GOAL -> Can you lay out every one of the rows below as a Markdown table with the columns "No" (row number) and "Text" (the row itself), skipping any blank lines?

INFORMATION GIVEN ->
↓

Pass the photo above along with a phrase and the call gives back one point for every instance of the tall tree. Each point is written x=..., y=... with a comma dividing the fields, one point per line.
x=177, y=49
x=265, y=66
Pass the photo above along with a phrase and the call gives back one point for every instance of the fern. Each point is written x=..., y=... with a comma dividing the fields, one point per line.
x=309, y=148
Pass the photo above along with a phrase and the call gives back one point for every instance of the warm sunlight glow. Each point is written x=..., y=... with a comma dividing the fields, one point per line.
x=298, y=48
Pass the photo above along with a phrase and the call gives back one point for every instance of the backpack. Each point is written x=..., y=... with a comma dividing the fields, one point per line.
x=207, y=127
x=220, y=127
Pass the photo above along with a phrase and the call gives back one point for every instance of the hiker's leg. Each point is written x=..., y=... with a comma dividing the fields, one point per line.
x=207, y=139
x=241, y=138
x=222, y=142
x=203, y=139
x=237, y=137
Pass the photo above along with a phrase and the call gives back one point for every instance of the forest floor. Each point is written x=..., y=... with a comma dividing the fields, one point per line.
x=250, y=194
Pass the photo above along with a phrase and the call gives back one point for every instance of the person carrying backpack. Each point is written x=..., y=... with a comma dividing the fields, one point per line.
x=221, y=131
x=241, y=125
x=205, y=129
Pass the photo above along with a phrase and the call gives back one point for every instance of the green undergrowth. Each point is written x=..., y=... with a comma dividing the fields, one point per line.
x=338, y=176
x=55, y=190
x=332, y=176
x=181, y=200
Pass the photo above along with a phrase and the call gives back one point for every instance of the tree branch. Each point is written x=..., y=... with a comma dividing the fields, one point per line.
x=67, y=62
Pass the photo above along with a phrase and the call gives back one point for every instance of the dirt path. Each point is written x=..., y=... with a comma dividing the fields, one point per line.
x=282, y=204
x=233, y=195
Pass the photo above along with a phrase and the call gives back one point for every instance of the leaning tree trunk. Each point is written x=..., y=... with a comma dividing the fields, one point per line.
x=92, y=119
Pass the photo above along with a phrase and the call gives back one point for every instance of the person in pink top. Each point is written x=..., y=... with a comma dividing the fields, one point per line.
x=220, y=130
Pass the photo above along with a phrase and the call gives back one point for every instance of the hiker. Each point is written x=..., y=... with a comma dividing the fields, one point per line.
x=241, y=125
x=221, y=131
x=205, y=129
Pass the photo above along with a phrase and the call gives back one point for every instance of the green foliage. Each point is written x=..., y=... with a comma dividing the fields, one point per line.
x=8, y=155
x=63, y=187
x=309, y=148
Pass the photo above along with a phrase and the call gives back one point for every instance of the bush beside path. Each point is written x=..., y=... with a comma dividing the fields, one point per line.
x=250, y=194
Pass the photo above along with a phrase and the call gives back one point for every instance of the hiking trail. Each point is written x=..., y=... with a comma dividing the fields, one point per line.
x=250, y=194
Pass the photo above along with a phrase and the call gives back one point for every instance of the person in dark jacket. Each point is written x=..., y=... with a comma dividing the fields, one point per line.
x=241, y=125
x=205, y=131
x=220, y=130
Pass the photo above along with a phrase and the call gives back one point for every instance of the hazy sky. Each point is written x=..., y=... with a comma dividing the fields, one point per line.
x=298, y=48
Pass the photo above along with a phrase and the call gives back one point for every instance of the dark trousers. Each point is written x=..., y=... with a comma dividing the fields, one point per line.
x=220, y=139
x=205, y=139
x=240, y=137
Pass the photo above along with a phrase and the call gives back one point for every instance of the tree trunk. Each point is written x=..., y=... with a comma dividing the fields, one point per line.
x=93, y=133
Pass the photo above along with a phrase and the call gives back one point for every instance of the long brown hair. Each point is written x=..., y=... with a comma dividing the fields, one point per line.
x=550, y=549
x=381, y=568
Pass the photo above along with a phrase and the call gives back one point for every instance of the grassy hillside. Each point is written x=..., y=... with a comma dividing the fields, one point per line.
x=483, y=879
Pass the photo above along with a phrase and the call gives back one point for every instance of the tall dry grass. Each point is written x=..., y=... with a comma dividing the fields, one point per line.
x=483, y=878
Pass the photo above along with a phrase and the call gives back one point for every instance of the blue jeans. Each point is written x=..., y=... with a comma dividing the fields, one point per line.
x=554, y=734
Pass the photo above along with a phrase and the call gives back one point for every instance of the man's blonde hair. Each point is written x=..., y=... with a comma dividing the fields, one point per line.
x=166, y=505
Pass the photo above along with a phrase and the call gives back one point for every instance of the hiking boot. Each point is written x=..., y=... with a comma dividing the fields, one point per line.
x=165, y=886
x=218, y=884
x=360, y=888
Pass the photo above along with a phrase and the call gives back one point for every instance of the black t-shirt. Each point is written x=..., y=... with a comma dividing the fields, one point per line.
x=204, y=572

↑

WORKED ANSWER ->
| No | Text |
|---|---|
| 1 | Pass the photo above along with a phrase and the call gives back one point for every instance of the tall tree. Each point is written x=..., y=... with a comma dividing the fields, one point per line. |
| 2 | x=177, y=49 |
| 3 | x=265, y=66 |
| 4 | Pass the photo above along with a phrase and the call gives back one point for every instance of the fern. Each point is written x=..., y=... with a comma dividing the fields, one point per line. |
| 5 | x=309, y=148 |
| 6 | Pass the photo above along with a phrase and the call gives back one point for every instance of the warm sunlight glow. Each point is written x=..., y=... with a comma dividing the fields, one point per line. |
| 7 | x=298, y=48 |
| 8 | Pass the photo above along with a phrase and the call gives back one point for every instance of the backpack. Each point is written x=..., y=... with a comma dividing the fields, one point per line. |
| 9 | x=207, y=127 |
| 10 | x=220, y=127 |
| 11 | Pass the photo above along with a phrase and the call gives back one point for every instance of the hiker's leg. Each point is written x=..., y=... with a comma dividing the fields, one point per line. |
| 12 | x=207, y=139 |
| 13 | x=241, y=138 |
| 14 | x=222, y=142 |
| 15 | x=203, y=139 |
| 16 | x=237, y=137 |
| 17 | Pass the photo above along with a phrase and the call gives back one point for every instance of the forest floor. Each point is written x=..., y=... with a comma dividing the fields, one point per line. |
| 18 | x=250, y=194 |
| 19 | Pass the photo above along with a phrase and the call gives back one point for every instance of the person carrying backpack. Each point is written x=..., y=... with a comma dividing the fields, one point per line. |
| 20 | x=221, y=131 |
| 21 | x=241, y=125 |
| 22 | x=205, y=129 |
| 23 | Pass the photo above along with a phrase and the call gives back one point for every instance of the green undergrowth. Each point is written x=..., y=... with a comma dividing the fields, one point per line. |
| 24 | x=338, y=176 |
| 25 | x=55, y=190 |
| 26 | x=332, y=176 |
| 27 | x=181, y=200 |
| 28 | Pass the photo above along with a phrase and the call gives back one point for every instance of the tree branch. Each point is written x=..., y=... with a comma dividing the fields, one point per line. |
| 29 | x=67, y=62 |
| 30 | Pass the photo above along with a phrase and the call gives back one point for every instance of the dirt path. Each point is written x=..., y=... with a comma dividing the fields, one point per line. |
| 31 | x=282, y=204 |
| 32 | x=233, y=195 |
| 33 | Pass the photo above along with a phrase and the call gives back one point for every instance of the leaning tree trunk. Each point is written x=..., y=... with a comma dividing the fields, one point per line. |
| 34 | x=92, y=119 |
| 35 | Pass the photo above along with a phrase and the call gives back one point for every instance of the person in pink top. Each point is written x=..., y=... with a comma dividing the fields, one point per line. |
| 36 | x=220, y=130 |
| 37 | Pass the photo above along with a phrase and the call gives back one point for every instance of the hiker. Each point is written x=..., y=... with a comma dividing the fields, one point per line. |
| 38 | x=241, y=125 |
| 39 | x=221, y=131 |
| 40 | x=205, y=129 |
| 41 | Pass the photo above along with a phrase and the call gives back one point for every instance of the green foliage. Each point is written x=..., y=... with a comma dividing the fields, one point per line. |
| 42 | x=8, y=155 |
| 43 | x=63, y=187 |
| 44 | x=309, y=148 |
| 45 | Pass the photo above along with a phrase and the call gives back one point for every instance of the bush beside path. Each point is written x=..., y=... with a comma dividing the fields, one point per line. |
| 46 | x=250, y=194 |
| 47 | Pass the photo above along with a phrase and the call gives back one point for every instance of the hiking trail. Each point is written x=..., y=... with a comma dividing the fields, one point per line. |
| 48 | x=250, y=194 |
| 49 | Pass the photo above along with a phrase and the call gives back one point for every instance of the person in dark jacket. Each point is written x=..., y=... with a comma dividing the fields, one point per line. |
| 50 | x=241, y=125 |
| 51 | x=205, y=131 |
| 52 | x=220, y=130 |
| 53 | Pass the photo above along with a phrase and the call gives back one point for every instance of the hazy sky. Each point is written x=..., y=... with a comma dividing the fields, one point per line. |
| 54 | x=298, y=48 |
| 55 | Pass the photo above along with a phrase and the call gives back one point for every instance of the dark trousers. Each point is written x=..., y=... with a comma dividing the fields, one point per line. |
| 56 | x=220, y=139 |
| 57 | x=205, y=139 |
| 58 | x=240, y=137 |
| 59 | Pass the photo above along with a phrase and the call gives back one point for every instance of the tree trunk. Each point is written x=..., y=... with a comma dividing the fields, one point per line. |
| 60 | x=93, y=133 |
| 61 | Pass the photo above along with a phrase and the call gives back one point for every instance of the long brown hair. Each point is written x=..., y=... with a comma dividing the fields, one point per line. |
| 62 | x=550, y=549 |
| 63 | x=381, y=568 |
| 64 | Pass the photo above along with a phrase and the call gives back one point for every instance of the grassy hillside. Each point is written x=..., y=... with a comma dividing the fields, one point per line. |
| 65 | x=483, y=879 |
| 66 | Pass the photo above along with a phrase and the call gives back one point for every instance of the tall dry grass. Each point is written x=..., y=... with a comma dividing the fields, one point per line. |
| 67 | x=483, y=878 |
| 68 | Pass the photo above along with a phrase and the call gives back one point for every instance of the blue jeans. Each point is written x=..., y=... with a comma dividing the fields, one point per line. |
| 69 | x=554, y=734 |
| 70 | Pass the photo above along with a phrase and the call gives back one point for every instance of the man's blonde hair. Each point is written x=..., y=... with a comma dividing the fields, one point per line. |
| 71 | x=166, y=505 |
| 72 | Pass the photo above along with a phrase and the call gives back one point for every instance of the hiking boot. Each point is written x=..., y=... with a comma dividing the fields, one point per line. |
| 73 | x=165, y=886 |
| 74 | x=218, y=884 |
| 75 | x=360, y=888 |
| 76 | Pass the photo above along with a phrase and the call gives back one point for every instance of the black t-shirt. Each point is written x=..., y=... with a comma dividing the fields, one point per line. |
| 77 | x=204, y=572 |